=== Task input ===

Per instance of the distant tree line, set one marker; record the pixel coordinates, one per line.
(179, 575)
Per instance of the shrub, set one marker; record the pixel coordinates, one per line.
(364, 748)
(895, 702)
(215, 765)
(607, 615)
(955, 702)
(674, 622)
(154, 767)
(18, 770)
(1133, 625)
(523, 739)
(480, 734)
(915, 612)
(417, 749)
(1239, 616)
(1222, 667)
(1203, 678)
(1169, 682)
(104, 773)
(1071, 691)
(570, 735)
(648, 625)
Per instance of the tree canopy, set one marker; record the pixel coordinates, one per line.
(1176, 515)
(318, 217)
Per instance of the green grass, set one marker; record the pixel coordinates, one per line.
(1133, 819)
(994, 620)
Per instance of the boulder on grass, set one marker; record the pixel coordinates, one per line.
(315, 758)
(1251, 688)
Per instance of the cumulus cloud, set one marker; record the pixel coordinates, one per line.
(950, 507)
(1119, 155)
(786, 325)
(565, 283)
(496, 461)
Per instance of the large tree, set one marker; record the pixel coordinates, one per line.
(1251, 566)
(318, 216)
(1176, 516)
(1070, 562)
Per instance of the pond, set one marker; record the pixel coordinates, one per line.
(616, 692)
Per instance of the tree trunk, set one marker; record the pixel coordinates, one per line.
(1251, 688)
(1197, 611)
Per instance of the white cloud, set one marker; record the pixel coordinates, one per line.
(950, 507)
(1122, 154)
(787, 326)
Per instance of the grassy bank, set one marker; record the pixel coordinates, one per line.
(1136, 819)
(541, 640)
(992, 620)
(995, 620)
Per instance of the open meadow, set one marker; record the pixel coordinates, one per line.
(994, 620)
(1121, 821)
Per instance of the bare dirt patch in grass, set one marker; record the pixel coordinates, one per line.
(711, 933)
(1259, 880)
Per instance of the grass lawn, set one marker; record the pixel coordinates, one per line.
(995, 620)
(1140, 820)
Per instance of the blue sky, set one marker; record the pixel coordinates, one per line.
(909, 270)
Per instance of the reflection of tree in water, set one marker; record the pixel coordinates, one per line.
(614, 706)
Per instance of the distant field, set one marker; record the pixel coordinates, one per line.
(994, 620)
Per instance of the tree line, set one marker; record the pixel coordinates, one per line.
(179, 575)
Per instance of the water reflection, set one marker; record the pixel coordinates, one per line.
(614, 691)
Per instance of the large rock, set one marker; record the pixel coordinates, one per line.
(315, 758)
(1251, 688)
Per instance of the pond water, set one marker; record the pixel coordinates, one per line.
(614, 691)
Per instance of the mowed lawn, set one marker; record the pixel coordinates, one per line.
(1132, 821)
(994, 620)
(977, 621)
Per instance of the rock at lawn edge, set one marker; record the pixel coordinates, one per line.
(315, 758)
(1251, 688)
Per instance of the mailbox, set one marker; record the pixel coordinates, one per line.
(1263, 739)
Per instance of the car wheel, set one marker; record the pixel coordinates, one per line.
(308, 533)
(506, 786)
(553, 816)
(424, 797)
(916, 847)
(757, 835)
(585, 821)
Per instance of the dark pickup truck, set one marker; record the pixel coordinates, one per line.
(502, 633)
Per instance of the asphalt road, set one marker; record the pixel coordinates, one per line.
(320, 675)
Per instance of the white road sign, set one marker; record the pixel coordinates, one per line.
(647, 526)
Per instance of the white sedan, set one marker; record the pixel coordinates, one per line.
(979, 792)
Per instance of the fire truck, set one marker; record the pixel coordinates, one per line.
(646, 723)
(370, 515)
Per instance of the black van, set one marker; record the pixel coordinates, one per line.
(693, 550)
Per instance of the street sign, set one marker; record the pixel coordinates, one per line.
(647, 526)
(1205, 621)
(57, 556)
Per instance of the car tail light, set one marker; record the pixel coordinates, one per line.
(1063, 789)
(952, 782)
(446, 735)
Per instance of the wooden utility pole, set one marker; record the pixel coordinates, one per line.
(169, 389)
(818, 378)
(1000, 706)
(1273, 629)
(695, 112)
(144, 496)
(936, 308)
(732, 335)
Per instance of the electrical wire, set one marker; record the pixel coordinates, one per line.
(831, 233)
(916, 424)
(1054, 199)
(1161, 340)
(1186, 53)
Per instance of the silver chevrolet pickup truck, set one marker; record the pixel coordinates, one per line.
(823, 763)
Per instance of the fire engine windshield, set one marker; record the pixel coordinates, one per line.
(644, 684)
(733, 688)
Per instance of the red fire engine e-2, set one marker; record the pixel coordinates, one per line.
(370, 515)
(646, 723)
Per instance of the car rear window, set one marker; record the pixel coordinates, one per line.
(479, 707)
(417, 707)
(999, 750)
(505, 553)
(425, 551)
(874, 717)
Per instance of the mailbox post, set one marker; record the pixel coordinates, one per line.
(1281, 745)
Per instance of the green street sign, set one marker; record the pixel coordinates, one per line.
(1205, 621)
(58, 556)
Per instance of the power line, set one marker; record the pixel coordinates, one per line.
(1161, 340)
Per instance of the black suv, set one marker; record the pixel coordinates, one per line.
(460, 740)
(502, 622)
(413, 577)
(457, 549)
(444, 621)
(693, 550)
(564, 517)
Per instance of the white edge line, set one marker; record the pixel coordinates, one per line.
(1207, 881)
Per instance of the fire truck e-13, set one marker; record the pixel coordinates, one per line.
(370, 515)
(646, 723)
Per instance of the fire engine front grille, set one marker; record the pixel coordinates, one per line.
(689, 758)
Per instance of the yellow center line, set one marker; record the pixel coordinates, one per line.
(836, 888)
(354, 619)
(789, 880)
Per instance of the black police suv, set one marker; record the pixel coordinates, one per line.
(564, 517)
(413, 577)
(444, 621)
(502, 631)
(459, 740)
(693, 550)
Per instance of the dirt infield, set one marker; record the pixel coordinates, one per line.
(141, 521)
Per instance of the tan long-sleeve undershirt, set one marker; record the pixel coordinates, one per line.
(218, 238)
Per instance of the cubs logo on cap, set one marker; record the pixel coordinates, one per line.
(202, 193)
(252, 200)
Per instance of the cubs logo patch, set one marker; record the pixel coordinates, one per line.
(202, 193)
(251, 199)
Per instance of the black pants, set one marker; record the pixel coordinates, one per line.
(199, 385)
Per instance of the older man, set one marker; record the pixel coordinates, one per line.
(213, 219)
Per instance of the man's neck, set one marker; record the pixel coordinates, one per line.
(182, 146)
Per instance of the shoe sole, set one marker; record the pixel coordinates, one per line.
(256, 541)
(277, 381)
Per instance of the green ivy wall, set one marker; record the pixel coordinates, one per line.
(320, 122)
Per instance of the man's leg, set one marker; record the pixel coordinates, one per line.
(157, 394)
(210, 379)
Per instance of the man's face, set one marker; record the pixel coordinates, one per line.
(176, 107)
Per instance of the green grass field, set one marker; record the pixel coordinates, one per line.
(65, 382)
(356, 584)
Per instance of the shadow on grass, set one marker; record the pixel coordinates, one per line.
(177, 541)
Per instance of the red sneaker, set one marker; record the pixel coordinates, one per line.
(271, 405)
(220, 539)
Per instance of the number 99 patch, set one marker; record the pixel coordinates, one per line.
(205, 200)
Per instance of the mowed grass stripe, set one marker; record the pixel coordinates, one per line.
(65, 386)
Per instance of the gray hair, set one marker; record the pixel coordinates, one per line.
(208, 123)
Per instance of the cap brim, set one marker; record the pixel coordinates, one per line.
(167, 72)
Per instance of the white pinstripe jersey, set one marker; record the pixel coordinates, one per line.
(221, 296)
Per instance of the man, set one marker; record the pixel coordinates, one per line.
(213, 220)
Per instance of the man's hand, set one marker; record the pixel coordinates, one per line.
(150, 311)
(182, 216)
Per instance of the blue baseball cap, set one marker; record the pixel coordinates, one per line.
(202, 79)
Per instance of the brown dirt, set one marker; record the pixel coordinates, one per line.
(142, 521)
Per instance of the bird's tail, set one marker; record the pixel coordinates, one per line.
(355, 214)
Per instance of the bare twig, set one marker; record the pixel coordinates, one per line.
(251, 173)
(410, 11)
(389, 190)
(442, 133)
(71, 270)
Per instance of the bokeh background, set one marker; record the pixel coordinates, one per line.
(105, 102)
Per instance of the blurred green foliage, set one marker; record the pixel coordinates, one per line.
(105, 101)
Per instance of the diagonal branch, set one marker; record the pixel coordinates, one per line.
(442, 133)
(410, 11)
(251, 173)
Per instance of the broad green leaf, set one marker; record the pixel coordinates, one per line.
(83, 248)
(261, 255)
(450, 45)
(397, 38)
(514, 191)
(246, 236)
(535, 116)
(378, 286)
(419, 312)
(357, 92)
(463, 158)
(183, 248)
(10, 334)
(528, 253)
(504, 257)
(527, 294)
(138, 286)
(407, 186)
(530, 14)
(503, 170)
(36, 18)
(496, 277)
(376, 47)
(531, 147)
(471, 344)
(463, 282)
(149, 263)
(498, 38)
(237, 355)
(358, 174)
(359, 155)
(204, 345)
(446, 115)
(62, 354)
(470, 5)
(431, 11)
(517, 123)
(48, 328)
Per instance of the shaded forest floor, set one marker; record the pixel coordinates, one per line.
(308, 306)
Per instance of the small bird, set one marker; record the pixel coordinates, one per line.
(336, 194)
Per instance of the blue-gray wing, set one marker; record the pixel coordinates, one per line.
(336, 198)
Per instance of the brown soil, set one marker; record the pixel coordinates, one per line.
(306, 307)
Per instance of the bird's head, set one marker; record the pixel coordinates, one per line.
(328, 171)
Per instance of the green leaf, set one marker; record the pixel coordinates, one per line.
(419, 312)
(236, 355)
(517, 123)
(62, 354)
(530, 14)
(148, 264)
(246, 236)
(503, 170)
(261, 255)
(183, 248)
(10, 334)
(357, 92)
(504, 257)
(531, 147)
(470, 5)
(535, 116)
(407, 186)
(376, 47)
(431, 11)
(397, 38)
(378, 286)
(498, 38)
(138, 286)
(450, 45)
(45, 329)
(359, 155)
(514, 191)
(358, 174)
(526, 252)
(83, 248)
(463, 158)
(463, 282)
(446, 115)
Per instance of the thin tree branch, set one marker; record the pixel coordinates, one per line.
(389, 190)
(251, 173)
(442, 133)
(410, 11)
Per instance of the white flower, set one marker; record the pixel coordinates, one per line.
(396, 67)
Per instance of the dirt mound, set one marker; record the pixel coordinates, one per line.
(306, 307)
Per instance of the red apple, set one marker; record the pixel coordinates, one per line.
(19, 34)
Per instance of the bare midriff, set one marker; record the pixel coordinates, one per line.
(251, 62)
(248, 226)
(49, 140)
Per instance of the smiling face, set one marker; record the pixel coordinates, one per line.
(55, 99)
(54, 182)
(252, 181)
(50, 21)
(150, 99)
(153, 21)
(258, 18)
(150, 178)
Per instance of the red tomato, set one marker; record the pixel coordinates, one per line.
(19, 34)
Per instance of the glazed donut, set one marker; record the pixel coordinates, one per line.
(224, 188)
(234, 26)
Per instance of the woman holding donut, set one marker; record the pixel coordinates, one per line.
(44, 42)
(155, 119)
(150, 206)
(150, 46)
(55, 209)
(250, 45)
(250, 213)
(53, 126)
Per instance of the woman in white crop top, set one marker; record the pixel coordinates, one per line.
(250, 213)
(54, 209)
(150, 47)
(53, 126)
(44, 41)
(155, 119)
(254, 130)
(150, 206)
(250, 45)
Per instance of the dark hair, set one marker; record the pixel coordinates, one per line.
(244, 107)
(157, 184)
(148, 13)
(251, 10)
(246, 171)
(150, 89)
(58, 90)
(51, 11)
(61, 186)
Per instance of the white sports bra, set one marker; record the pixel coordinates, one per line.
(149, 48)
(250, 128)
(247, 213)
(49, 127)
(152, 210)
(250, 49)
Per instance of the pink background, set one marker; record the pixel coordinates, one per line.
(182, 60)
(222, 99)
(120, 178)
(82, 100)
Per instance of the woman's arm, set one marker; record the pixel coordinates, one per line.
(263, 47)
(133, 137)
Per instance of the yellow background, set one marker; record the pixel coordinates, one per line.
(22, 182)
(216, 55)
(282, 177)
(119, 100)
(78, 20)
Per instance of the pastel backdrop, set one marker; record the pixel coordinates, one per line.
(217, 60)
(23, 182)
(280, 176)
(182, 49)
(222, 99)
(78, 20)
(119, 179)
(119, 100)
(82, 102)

===

• _Exercise aim_
Go back to the data above and please quote exactly, and only, the lines from the line with "Per instance of the white flower, set" through its last line.

• _Written answer_
Per instance of the white flower, set one marker; record the pixel coordinates, one per line.
(396, 67)
Per instance of the dirt mound, set one marker; record the pixel coordinates, one per line.
(306, 307)
Per instance of the red apple, set one marker; record the pixel coordinates, one per line.
(19, 34)
Per instance of the bare midriff, set one marker; record the pixel coordinates, one per line.
(251, 62)
(248, 226)
(49, 140)
Per instance of the smiling face, set one marker; record the pixel coordinates, one per line.
(55, 99)
(54, 182)
(252, 181)
(50, 21)
(150, 99)
(153, 21)
(258, 18)
(150, 178)
Per instance of the red tomato, set one marker; record the pixel coordinates, one per line.
(19, 34)
Per instance of the glazed donut, set one marker; record the pixel coordinates, one per line.
(224, 188)
(234, 26)
Per instance of the woman holding donut, set one marker; record the pixel coordinates, one per line.
(44, 42)
(155, 119)
(150, 206)
(150, 46)
(55, 209)
(250, 45)
(250, 213)
(53, 126)
Per instance of the woman in white crop top, set one marker; record the pixel coordinates, one per line.
(250, 213)
(54, 209)
(150, 47)
(53, 126)
(44, 41)
(155, 119)
(254, 130)
(150, 206)
(250, 45)
Per instance of the dark hair, set one marker; record the pixel coordinates, one per line.
(244, 107)
(157, 184)
(148, 13)
(251, 10)
(246, 171)
(150, 89)
(58, 90)
(51, 11)
(61, 186)
Per instance of the white sports bra, set one marker; record the pixel coordinates, one per line.
(149, 48)
(250, 128)
(247, 213)
(49, 127)
(152, 210)
(250, 49)
Per instance of the pink background, set one marker; record the pixel coordinates, one per line.
(182, 60)
(222, 99)
(120, 178)
(82, 100)
Per instance of the woman's arm, set one marker; record the pixel coordinates, one per line.
(263, 47)
(133, 137)
Per instance of the yellow background, set one marker; record the pixel coordinates, one per line.
(22, 182)
(216, 55)
(282, 177)
(119, 100)
(78, 20)
Per instance of the pastel backdrop, set one marker; record the pixel coordinates, one per line.
(217, 60)
(23, 182)
(280, 176)
(182, 49)
(222, 99)
(78, 20)
(119, 179)
(119, 100)
(82, 102)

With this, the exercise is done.